Dubai Properties Group (DPG), a member of Dubai Holding, has restarted work on the Mudon project, Dubailand, with plans to complete 348 villas and townhouses in the next 18 months.
The decision, the developer said, is based on increasing demand for “quality” villas in prime locations across the emirate.
DPG Group CEO Khalid Al Malik said, in a statement: “I am pleased to confirm our decision to restart work on our flagship Mudon development in what is a prime location in Dubai.”
He said: “This is a clear confirmation of the market recovery and Dubai Property Group’s commitment to play an important role in the Real Estate Development of Dubai. Our immediate priority is to delivering this first phase to retail investors, Mudon will be as successful as Layan, Al Waha and The Villa the other residential communities developed by us.”
A third of units and infrastructure in the first phase of Mudon are partially complete.
In 2008, DPG had announced sale of 348 Mudon Cairo Townhouses.
These units, comprised 1.4 million square foot cluster of two-storey, four-bedroom villas, within the Cairo section of the project with each villa in the cluster including a garage for two cars, patio and garden and a first-floor terrace.
The estimated Dh40-billion, 678-hectare mixed-used development was announced in 2007.
Mudon, which means “cities” in Arabic, was to incorporate five historic cities – Baghdad, Beirut, Damascus, Cairo and Marrakech – within one large city and house almost 50,000 people.
As originally planned, the project would house 3,200 villas and town houses and 8,500 apartments.
In April, Jones Lang LaSalle said the Dubai residential real estate market appears to have bottomed out as prices are now at rates similar to early 2008 levels and the general rental trend being positive.

=== DATASET ENTRIES ===
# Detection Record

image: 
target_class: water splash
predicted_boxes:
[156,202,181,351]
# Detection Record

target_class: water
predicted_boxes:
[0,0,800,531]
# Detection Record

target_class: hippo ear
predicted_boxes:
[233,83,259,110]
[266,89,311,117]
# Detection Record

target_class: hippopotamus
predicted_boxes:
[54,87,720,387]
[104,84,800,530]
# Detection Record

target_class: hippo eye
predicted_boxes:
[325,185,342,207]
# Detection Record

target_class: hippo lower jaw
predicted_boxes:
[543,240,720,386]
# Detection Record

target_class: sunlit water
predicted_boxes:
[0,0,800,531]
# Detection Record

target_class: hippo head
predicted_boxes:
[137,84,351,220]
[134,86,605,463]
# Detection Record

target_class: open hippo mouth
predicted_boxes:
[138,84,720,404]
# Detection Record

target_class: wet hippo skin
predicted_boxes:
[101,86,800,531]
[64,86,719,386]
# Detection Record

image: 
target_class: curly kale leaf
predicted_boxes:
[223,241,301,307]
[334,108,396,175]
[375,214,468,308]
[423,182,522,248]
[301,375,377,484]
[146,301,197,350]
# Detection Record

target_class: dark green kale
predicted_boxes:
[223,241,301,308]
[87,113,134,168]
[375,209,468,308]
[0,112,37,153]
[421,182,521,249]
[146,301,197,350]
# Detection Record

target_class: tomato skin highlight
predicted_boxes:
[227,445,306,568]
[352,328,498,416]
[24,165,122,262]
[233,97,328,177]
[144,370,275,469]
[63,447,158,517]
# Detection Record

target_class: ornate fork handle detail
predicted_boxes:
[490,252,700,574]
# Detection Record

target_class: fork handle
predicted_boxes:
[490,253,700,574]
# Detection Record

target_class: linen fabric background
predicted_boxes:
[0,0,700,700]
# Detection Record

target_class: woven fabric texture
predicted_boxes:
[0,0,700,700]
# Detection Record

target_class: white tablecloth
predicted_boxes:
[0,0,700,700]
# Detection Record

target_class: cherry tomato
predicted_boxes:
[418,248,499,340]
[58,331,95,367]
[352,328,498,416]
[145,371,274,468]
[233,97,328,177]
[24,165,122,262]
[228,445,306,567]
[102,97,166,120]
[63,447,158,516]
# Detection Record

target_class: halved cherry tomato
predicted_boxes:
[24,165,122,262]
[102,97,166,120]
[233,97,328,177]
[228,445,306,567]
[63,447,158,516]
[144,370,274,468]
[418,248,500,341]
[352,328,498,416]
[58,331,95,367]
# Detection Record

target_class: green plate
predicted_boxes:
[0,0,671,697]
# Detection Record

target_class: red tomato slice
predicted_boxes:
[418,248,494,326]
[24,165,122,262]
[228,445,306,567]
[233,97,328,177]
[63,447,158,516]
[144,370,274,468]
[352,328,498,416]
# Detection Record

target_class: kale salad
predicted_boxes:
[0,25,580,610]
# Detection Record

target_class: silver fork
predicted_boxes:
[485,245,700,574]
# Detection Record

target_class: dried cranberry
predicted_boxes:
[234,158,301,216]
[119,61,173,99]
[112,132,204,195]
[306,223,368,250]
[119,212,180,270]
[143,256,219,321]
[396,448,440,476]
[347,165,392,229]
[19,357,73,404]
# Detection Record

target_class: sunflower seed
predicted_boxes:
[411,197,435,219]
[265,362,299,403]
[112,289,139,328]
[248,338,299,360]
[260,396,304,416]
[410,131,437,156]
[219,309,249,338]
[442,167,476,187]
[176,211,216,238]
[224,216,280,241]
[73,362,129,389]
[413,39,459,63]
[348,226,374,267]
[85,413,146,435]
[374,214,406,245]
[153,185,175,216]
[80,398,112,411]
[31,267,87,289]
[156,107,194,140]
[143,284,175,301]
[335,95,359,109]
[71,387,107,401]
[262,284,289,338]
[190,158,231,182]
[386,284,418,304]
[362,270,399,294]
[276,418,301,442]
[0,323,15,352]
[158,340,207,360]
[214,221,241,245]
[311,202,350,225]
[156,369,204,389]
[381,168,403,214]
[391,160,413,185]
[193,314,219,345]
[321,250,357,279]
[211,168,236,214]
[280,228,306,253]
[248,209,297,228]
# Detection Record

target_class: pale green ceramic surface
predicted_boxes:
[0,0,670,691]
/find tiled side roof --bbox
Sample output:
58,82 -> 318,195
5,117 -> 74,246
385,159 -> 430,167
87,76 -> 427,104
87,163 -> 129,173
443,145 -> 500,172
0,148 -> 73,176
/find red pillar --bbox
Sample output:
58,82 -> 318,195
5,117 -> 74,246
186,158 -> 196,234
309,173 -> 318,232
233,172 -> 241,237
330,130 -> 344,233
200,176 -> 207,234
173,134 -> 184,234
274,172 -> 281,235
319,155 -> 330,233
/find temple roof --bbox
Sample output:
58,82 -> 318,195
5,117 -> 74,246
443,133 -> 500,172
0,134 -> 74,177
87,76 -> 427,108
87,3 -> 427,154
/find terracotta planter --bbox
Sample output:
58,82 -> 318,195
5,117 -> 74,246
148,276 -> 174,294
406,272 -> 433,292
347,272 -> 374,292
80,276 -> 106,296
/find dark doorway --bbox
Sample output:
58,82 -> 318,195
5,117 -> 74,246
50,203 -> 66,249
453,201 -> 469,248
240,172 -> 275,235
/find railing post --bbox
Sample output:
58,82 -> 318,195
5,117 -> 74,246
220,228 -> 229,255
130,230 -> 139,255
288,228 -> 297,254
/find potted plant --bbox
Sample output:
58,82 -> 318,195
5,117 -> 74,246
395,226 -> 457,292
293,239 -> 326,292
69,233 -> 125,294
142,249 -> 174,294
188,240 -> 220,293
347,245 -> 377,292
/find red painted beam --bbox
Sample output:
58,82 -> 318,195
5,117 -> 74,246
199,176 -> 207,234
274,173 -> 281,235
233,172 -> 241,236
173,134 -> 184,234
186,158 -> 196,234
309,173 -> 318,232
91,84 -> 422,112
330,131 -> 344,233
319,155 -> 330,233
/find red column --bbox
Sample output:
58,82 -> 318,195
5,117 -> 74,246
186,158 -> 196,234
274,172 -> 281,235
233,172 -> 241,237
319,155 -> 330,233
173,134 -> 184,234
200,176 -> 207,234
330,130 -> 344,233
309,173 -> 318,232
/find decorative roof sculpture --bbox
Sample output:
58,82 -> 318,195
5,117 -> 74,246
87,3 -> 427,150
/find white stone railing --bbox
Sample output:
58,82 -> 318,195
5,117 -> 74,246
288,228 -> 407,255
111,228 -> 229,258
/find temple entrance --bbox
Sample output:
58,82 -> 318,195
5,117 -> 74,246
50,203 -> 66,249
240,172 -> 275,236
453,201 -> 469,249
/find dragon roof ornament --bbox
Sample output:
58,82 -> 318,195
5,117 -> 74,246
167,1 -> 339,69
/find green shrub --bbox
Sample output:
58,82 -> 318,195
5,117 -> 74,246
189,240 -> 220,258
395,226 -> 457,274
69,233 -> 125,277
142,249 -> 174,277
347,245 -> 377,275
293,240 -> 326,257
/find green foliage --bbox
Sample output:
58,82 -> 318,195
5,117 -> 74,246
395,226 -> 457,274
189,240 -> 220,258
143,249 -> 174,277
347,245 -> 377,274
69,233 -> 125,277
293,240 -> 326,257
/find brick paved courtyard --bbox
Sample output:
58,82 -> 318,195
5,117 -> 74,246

=== YOUR TASKS ===
• a. In the Mudon article, what does the name "Mudon" mean in Arabic?
• b. Please repeat everything in the Mudon article from "These units, comprised" down to "and 8,500 apartments.", word for word.
• c. Carry on with the article about the Mudon project from the point where it stops.

=== TASK-BY-TASK RESULTS ===
• a. It means "cities."

• b.
These units, comprised 1.4 million square foot cluster of two-storey, four-bedroom villas, within the Cairo section of the project with each villa in the cluster including a garage for two cars, patio and garden and a first-floor terrace.
The estimated Dh40-billion, 678-hectare mixed-used development was announced in 2007.
Mudon, which means “cities” in Arabic, was to incorporate five historic cities – Baghdad, Beirut, Damascus, Cairo and Marrakech – within one large city and house almost 50,000 people.
As originally planned, the project would house 3,200 villas and town houses and 8,500 apartments.

• c.
The villa market, particularly, is witnessing high demand with prices on the rise, it added.
Craig Plumb, Head of Research, Jones Lang LaSalle Mena, told Emirates 24|7: “It is certainly a sign of confidence in the villa market which has been clearly outperforming the apartments.”
Asked whether price would decide the demand for Mudon, he said the demand would be driven by quality and services provided in the community and not merely by the prices.
“They will have to compete with other established communities particularly those on Emirates Road,” Plumb added.
We reported in June that Emaar Properties had launched 62 units in the Alma 2 cluster of Arabian Ranches, which were priced between Dh1.4 million and Dh2.2 million.
Later, Bank of America Merrill Lynch said Dubai residential property market, previously envisaged to suffer from supply-demand mismatch, will benefit the most as the population is likely to more than double over the next decade and more jobs are being created.
“Diversified economy, continued population growth and superior infrastructure investment will have positive impact on Dubai’s retail, hospitality and residential market,” the bank said in its new medium-term outlook report.